> _ページ抜粋_
============

本稿は、KPMGコンサルティングの「Automotive Intelligence」チームによるリレー連載です。
グローバルな環境規制の進展により、自動車業界の枠組みが変わりつつあります。LCA規制の最新動向と自動車業界への影響、企業が取るべき対応策について解説します。

1.自動車の環境規制の枠組み変化

自動車の環境規制は大きな転換期を迎えており、枠組みが変化しつつあります。一般的に認知されているのは従来の走行時の二酸化炭素(以下、CO2)やNOx排出量を基準とするテールパイプ規制「Tank to Wheel」でした。
日本では、燃費基準達成や低排出ガス認定などのステッカーを一度は見たことがあるでしょう。さらに包括的な枠組みとして燃料製造および発電から走行に至るまでのライフサイクル(LC)を考慮する「Well to Wheel」という概念が注目されており、日本やアメリカの燃費規制に用いられる予定です。そして、現在では走行時のみならず車両の材料製造から廃棄まで含めたライフサイクルにおけるGHG(温暖化効果ガス)排出量が規制対象となる動きが始まっています。これを「LCA規制」と呼びます。

2.世界のLCA規制動向とCFPの重要性

電気自動車(EV)のバッテリーは車両全体のカーボンフットプリント(CFP)の大きな割合を占めております。CFPとは、ライフサイクル全体におけるGHG排出をCO2換算で表したものを指します。

【世界各国のLCA規制動向】

世界のLCA規制動向と自動車業界への影響_図表1

こうした背景を受けて、EUはその排出量の報告および排出量に基づいた性能表示の義務化を2023年に立法化しています。さらに、乗用車およびバンのCFPの自主報告制度が2026年度から始まる計画ですが、基準は未公表です。

同様の動きは中国でも先行しており、2023年から政府系機関で自主報告値および機関計算値が公表されていましたが、基準は存在していませんでした。これに対し、2024年4月から5月にかけて、車載電池や車両のCFP定量化に関する基準(案)に対するパブリックコメント募集が行われました。中国工業情報化部の2024年度基準化計画にリストアップされていることから、年度内での基準制定が行われると推定されます。特に注目すべきは、新興国の自動車の環境規制はEU規制を数年遅れで導入してきたのに対し、中国が先行し始めていることです。これはEUが公的規格による有利な競争領域を作り上げてきた戦略の中国による再現かもしれません。

============

> _依頼内容 1_
LCA規制に関する抜粋のうち、「世界のLCA規制動向と自動車業界への影響_図表1」で始まり「国による再現かもしれません。」で終わる部分を、一字一句そのまま書き写してください。
> _依頼内容 2_
LCA規制に関する抜粋によれば、EUが排出量の報告および排出量に基づいた性能表示の義務化を立法化したのは何年ですか。
> _依頼内容 3_
LCA規制に関する抜粋を、最後の文の後から書き継いでください。
次に示す項目は、LCA規制に関する抜粋とは関係がありません。

============

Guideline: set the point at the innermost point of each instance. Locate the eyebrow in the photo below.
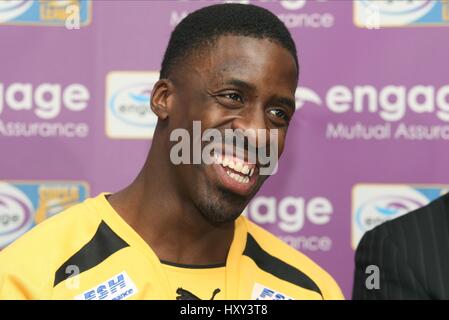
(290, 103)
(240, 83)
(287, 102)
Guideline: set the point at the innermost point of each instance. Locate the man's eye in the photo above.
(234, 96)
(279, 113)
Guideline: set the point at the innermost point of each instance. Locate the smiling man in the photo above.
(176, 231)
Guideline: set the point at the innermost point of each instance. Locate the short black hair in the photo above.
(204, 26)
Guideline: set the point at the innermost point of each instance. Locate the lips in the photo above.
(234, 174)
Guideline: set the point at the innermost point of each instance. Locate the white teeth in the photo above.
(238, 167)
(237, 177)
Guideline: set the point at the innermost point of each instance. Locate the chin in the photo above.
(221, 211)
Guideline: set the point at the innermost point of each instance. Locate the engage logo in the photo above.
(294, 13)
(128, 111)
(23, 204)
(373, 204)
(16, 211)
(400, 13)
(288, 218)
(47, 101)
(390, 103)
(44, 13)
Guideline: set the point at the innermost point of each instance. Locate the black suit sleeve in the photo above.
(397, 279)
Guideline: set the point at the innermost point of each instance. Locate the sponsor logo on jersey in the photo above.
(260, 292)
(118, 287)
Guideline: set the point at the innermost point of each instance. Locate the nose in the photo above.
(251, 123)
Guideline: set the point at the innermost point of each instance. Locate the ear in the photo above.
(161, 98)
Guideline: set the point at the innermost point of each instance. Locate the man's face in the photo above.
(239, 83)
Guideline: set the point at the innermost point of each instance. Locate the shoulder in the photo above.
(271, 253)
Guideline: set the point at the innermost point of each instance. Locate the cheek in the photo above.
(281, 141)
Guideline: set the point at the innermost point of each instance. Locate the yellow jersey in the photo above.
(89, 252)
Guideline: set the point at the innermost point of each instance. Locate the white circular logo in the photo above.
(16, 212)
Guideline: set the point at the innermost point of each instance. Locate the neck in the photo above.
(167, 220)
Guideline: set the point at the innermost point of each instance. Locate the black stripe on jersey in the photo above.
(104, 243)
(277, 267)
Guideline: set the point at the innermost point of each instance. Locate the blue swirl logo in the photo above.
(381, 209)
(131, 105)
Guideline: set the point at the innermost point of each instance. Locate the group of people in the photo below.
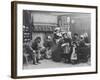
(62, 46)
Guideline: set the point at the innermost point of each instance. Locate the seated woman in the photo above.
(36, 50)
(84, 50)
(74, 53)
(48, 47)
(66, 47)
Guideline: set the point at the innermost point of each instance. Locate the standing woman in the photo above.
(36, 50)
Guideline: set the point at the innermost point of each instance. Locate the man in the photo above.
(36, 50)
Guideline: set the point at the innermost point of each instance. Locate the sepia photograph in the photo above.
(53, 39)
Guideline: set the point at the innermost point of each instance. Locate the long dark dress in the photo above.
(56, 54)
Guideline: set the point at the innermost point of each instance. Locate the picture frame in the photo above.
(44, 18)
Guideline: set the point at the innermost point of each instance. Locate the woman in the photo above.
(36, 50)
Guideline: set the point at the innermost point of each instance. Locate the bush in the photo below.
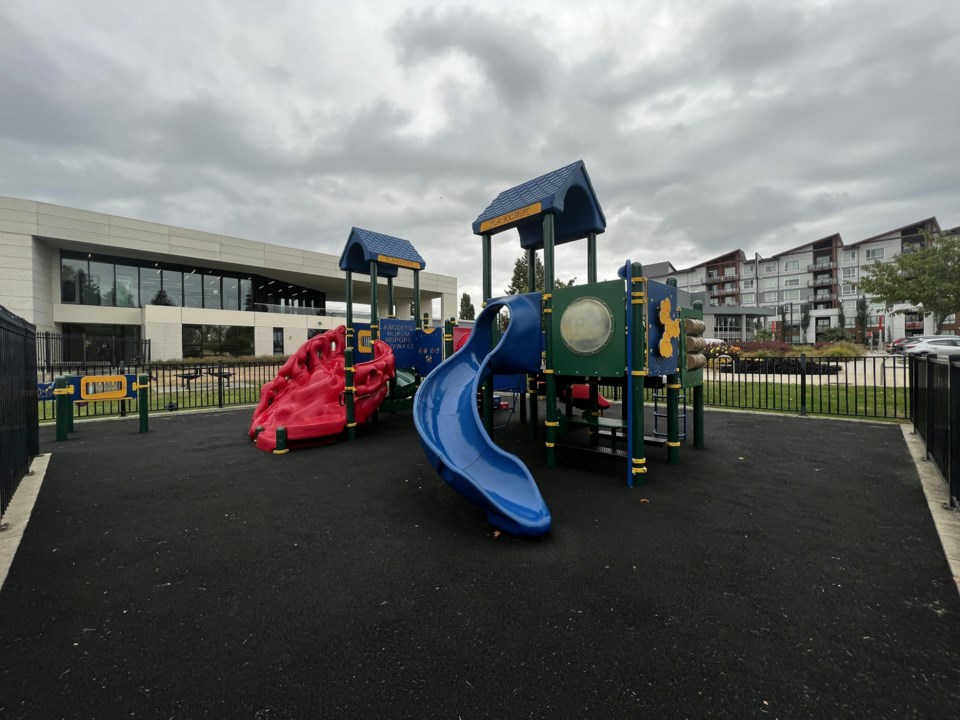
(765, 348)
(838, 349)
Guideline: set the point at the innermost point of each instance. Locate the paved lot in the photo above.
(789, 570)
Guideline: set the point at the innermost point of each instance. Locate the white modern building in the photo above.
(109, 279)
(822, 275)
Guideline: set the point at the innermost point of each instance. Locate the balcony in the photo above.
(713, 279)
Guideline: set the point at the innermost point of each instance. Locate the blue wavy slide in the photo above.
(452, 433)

============

> _最終結果 1_
世界のLCA規制動向と自動車業界への影響_図表1

こうした背景を受けて、EUはその排出量の報告および排出量に基づいた性能表示の義務化を2023年に立法化しています。さらに、乗用車およびバンのCFPの自主報告制度が2026年度から始まる計画ですが、基準は未公表です。

同様の動きは中国でも先行しており、2023年から政府系機関で自主報告値および機関計算値が公表されていましたが、基準は存在していませんでした。これに対し、2024年4月から5月にかけて、車載電池や車両のCFP定量化に関する基準(案)に対するパブリックコメント募集が行われました。中国工業情報化部の2024年度基準化計画にリストアップされていることから、年度内での基準制定が行われると推定されます。特に注目すべきは、新興国の自動車の環境規制はEU規制を数年遅れで導入してきたのに対し、中国が先行し始めていることです。これはEUが公的規格による有利な競争領域を作り上げてきた戦略の中国による再現かもしれません。

> _最終結果 2_
2023年です。

> _最終結果 3_
【中国の自動車関連CFPの基準化状況】

タイトル パブリックコメント募集期間 内容・特徴
道路車両のCO2排出量の定量化方法と要件(駆動電池) 2024/4/12~2024/5/22 電池の製品CFPの定量化ルールを規定。計算ルールは欧州電池規則を参考にしつつ、リサイクルに関するルールではCUT OFF法を採用し、独自性を持たせている。
道路運送車両会社と動力電池製造会社向けの炭素排出量の計算と報告 2024/5/23~2024/7/2 企業単位でのCFPの計算および報告方法を規定。GHGプロトコルに基づき、スコープやカテゴリーに合わせた定量化基準を記載している。
乗用車のCO2排出量の定量化方法と要件 同上 乗用車(M1)の製品CFPの定量化ルールを規定。車両寿命や計算方法(B/M)について、欧州・米国の報告基準や、ツールを参考にしている。
道路車両のCO2排出量の定量化方法と要件 2024/5/31~2024/7/10 商用車・二輪車・部品・材料などに対するCFP定量化方法を規定。用途に応じてCUT OFF法と開ループの割り当て法を適用している。

3.LCA規制に対する企業の対応

世界中で準備が整えられつつあるLCA規制に際し、企業は材料から廃棄までのサプライチェーン全体での対応が求められています。たとえば、調達という観点では再生可能エネルギーを利用して製造された材料への転換やリサイクル材料の使用増加などが挙げられます。

一方で、自動車に多く使用されている鉄やアルミなどの材料メーカーは低CO2排出材料の環境価値を金銭価値に変えるための、“グリーン”ブランドを作る動きや供給のための投資を行っています。需要と供給のバランスのなかで将来のグリーン材料の価格がどのように変動するのかを踏まえ、車両の商品企画から量産までに数年要することを考慮することが、将来の調達シナリオを事前に描き、対応策を練っておくうえで重要なポイントとなります。

このように、自動車業界においてLCA規制は単なる環境規制という視点だけでなく、持続可能な製品開発や事業全体へと影響を及ぼすものとなりつつあります。これらの外部環境の変化に対して、完成車メーカーのみならずその影響を強く受ける部品・素材メーカーはサプライチェーンおよび自社のバリューチェーン全体でどのように取り組むか、その戦略が問われています。

本文は下記資料を参考にしています。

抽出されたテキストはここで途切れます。